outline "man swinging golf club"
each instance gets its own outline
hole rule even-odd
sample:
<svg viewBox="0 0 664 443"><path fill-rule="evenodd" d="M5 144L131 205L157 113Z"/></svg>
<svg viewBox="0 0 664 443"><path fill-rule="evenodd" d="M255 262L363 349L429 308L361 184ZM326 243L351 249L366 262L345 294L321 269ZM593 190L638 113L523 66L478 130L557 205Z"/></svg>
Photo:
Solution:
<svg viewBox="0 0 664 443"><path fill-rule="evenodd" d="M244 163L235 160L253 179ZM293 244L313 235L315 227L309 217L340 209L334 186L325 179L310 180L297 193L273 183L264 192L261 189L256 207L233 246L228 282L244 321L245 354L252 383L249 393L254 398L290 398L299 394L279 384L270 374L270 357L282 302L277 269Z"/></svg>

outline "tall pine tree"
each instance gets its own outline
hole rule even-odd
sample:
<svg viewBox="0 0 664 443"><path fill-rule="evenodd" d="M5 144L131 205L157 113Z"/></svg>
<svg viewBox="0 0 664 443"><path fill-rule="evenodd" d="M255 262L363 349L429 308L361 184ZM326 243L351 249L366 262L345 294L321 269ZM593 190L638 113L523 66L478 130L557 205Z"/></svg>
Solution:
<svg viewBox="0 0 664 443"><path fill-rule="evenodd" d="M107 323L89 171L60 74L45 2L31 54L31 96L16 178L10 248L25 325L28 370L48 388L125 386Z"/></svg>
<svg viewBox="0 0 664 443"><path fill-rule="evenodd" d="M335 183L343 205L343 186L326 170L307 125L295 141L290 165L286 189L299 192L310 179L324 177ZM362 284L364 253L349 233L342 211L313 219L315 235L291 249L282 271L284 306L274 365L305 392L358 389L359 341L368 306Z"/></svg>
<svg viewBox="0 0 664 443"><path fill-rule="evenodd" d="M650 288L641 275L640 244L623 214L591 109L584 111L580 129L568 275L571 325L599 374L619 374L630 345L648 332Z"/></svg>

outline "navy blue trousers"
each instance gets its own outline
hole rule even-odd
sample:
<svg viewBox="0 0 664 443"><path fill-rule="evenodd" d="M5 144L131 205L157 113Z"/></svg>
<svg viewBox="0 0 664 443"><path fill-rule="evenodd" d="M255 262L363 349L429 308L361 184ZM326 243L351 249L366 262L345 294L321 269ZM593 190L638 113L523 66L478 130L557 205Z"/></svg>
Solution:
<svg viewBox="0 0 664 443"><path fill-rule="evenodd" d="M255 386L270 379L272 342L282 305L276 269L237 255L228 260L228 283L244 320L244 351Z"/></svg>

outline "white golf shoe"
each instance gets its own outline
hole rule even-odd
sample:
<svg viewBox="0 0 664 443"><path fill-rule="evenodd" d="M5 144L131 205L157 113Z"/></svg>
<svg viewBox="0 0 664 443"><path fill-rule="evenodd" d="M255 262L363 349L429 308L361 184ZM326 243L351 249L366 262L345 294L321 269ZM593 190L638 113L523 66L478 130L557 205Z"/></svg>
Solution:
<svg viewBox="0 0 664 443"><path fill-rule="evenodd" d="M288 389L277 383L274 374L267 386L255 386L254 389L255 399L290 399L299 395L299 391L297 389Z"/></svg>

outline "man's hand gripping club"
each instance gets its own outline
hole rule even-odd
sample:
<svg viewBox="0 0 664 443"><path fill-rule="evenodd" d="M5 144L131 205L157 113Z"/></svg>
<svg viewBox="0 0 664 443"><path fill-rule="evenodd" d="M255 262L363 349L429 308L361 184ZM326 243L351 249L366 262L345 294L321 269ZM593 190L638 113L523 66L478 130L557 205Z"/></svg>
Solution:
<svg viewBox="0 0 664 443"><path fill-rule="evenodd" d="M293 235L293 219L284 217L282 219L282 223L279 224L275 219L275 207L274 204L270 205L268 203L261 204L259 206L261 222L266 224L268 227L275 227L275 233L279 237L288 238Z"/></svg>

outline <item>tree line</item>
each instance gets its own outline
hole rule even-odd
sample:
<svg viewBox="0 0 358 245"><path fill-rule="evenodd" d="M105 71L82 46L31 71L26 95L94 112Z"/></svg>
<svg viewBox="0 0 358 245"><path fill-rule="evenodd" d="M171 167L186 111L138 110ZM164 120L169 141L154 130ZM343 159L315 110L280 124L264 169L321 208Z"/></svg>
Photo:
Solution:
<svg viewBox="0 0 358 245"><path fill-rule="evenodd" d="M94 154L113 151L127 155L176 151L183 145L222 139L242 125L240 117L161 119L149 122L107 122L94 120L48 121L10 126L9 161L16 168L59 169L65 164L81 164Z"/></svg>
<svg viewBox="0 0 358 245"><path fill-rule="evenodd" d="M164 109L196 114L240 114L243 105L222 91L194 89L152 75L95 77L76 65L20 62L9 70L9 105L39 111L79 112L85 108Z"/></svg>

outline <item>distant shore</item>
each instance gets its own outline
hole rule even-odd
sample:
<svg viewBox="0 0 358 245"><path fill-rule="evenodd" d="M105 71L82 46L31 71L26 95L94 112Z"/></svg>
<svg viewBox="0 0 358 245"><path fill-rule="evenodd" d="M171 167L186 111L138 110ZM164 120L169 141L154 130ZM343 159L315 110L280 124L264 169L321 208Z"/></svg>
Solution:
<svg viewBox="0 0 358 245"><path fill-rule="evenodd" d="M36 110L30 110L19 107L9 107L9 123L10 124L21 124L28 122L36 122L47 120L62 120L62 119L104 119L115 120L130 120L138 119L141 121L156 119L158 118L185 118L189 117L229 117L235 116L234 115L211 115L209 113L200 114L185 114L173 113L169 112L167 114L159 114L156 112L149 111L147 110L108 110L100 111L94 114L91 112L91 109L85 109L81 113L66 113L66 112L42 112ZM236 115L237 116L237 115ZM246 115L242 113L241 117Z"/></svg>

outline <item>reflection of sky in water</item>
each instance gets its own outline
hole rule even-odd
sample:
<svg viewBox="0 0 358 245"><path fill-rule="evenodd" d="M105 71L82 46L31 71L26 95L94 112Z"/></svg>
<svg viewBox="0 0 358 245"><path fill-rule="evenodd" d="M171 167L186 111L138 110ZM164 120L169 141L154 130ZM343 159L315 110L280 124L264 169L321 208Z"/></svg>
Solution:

--------

→ Brief: Restate the whole listing exactly, leaving out nothing.

→ Solution to the exercise:
outline "man swinging golf club"
each instance gets its own outline
hole rule even-odd
sample:
<svg viewBox="0 0 664 443"><path fill-rule="evenodd" d="M5 144L131 205L157 113Z"/></svg>
<svg viewBox="0 0 664 443"><path fill-rule="evenodd" d="M255 262L363 349L429 308L361 184ZM326 243L351 249L366 262L345 294L321 269ZM593 190L638 113L523 66L478 130L557 205Z"/></svg>
Photo:
Solution:
<svg viewBox="0 0 664 443"><path fill-rule="evenodd" d="M244 163L235 160L253 179ZM293 244L313 235L315 227L309 217L340 209L334 186L325 179L310 180L297 193L273 183L264 192L261 189L256 207L233 246L228 282L244 321L245 354L252 383L249 393L254 398L290 398L299 394L279 384L270 374L270 357L282 302L277 269Z"/></svg>

outline "tall pine tree"
each instance gets its own outline
hole rule even-odd
sample:
<svg viewBox="0 0 664 443"><path fill-rule="evenodd" d="M5 144L131 205L157 113Z"/></svg>
<svg viewBox="0 0 664 443"><path fill-rule="evenodd" d="M255 262L363 349L429 308L361 184ZM326 243L351 249L366 262L345 294L321 269ZM593 190L638 113L523 66L478 130L557 205Z"/></svg>
Solution:
<svg viewBox="0 0 664 443"><path fill-rule="evenodd" d="M107 323L89 171L60 74L45 2L31 54L31 96L16 178L10 248L25 325L28 370L48 388L125 386Z"/></svg>
<svg viewBox="0 0 664 443"><path fill-rule="evenodd" d="M335 183L343 205L343 186L326 170L307 125L295 141L290 165L286 189L299 192L310 179L324 177ZM362 284L364 253L349 233L342 211L313 219L315 235L291 249L282 271L284 306L274 365L305 392L358 389L359 341L368 306Z"/></svg>
<svg viewBox="0 0 664 443"><path fill-rule="evenodd" d="M650 288L641 275L640 244L623 214L591 109L584 111L580 129L568 275L571 325L599 374L619 374L630 345L648 332Z"/></svg>

outline "navy blue trousers"
each instance gets its own outline
hole rule even-odd
sample:
<svg viewBox="0 0 664 443"><path fill-rule="evenodd" d="M5 144L131 205L157 113Z"/></svg>
<svg viewBox="0 0 664 443"><path fill-rule="evenodd" d="M255 262L363 349L429 308L361 184ZM326 243L351 249L366 262L345 294L321 269ZM593 190L638 113L523 66L478 130L557 205Z"/></svg>
Solution:
<svg viewBox="0 0 664 443"><path fill-rule="evenodd" d="M255 386L270 379L272 342L282 305L276 269L237 255L228 260L228 283L244 320L244 351Z"/></svg>

outline "white golf shoe"
each instance gets its own outline
hole rule even-odd
sample:
<svg viewBox="0 0 664 443"><path fill-rule="evenodd" d="M5 144L131 205L157 113Z"/></svg>
<svg viewBox="0 0 664 443"><path fill-rule="evenodd" d="M255 262L363 349L429 308L361 184ZM326 243L351 249L366 262L345 294L321 269ZM593 190L638 113L523 66L478 130L557 205Z"/></svg>
Solution:
<svg viewBox="0 0 664 443"><path fill-rule="evenodd" d="M288 389L277 383L274 374L267 386L255 386L254 389L255 399L290 399L299 395L299 391L297 389Z"/></svg>

outline "man's hand gripping club"
each instance gets its own outline
hole rule even-odd
sample:
<svg viewBox="0 0 664 443"><path fill-rule="evenodd" d="M5 144L131 205L157 113Z"/></svg>
<svg viewBox="0 0 664 443"><path fill-rule="evenodd" d="M255 262L363 349L429 308L361 184ZM326 243L351 249L366 262L345 294L321 269ZM593 190L638 113L523 66L478 130L557 205Z"/></svg>
Solution:
<svg viewBox="0 0 664 443"><path fill-rule="evenodd" d="M293 235L293 219L284 217L282 219L282 223L279 224L275 219L275 207L274 204L270 205L268 203L261 204L259 206L261 222L266 224L268 227L275 227L275 233L279 237L288 238Z"/></svg>

outline <item>tree line</item>
each instance gets its own outline
hole rule even-odd
sample:
<svg viewBox="0 0 358 245"><path fill-rule="evenodd" d="M105 71L82 46L31 71L26 95L94 112Z"/></svg>
<svg viewBox="0 0 358 245"><path fill-rule="evenodd" d="M171 167L186 111L138 110ZM164 120L169 141L154 130ZM343 159L315 110L280 124L264 169L321 208Z"/></svg>
Photo:
Solution:
<svg viewBox="0 0 358 245"><path fill-rule="evenodd" d="M94 154L113 151L127 155L176 151L183 145L222 139L242 125L240 117L161 119L149 122L107 122L94 120L48 121L10 126L9 161L16 168L59 169L65 164L81 164Z"/></svg>
<svg viewBox="0 0 358 245"><path fill-rule="evenodd" d="M164 109L196 114L240 114L243 105L222 91L194 89L152 75L95 77L76 65L20 62L9 70L9 105L39 111L79 112L85 108Z"/></svg>

outline <item>distant shore</item>
each instance gets its own outline
hole rule even-odd
sample:
<svg viewBox="0 0 358 245"><path fill-rule="evenodd" d="M105 71L82 46L31 71L26 95L94 112Z"/></svg>
<svg viewBox="0 0 358 245"><path fill-rule="evenodd" d="M171 167L186 111L138 110ZM164 120L169 141L154 130ZM343 159L315 110L280 124L264 169L321 208Z"/></svg>
Solution:
<svg viewBox="0 0 358 245"><path fill-rule="evenodd" d="M36 110L30 110L19 107L9 107L9 123L10 124L21 124L28 122L36 122L47 120L62 120L62 119L104 119L115 120L130 120L138 119L141 121L156 119L158 118L185 118L189 117L229 117L235 116L234 115L211 115L209 113L200 114L185 114L173 113L169 112L167 114L159 114L156 112L149 111L147 110L108 110L100 111L94 114L91 112L91 109L85 109L81 113L66 113L66 112L42 112ZM236 115L237 116L237 115ZM246 115L242 113L241 117Z"/></svg>

outline <item>reflection of sky in water</item>
each instance gets its own outline
hole rule even-odd
sample:
<svg viewBox="0 0 358 245"><path fill-rule="evenodd" d="M105 71L82 46L31 71L26 95L94 112Z"/></svg>
<svg viewBox="0 0 358 245"><path fill-rule="evenodd" d="M171 167L186 111L138 110ZM164 120L169 141L154 130ZM343 159L315 110L280 124L264 169L321 208Z"/></svg>
Solution:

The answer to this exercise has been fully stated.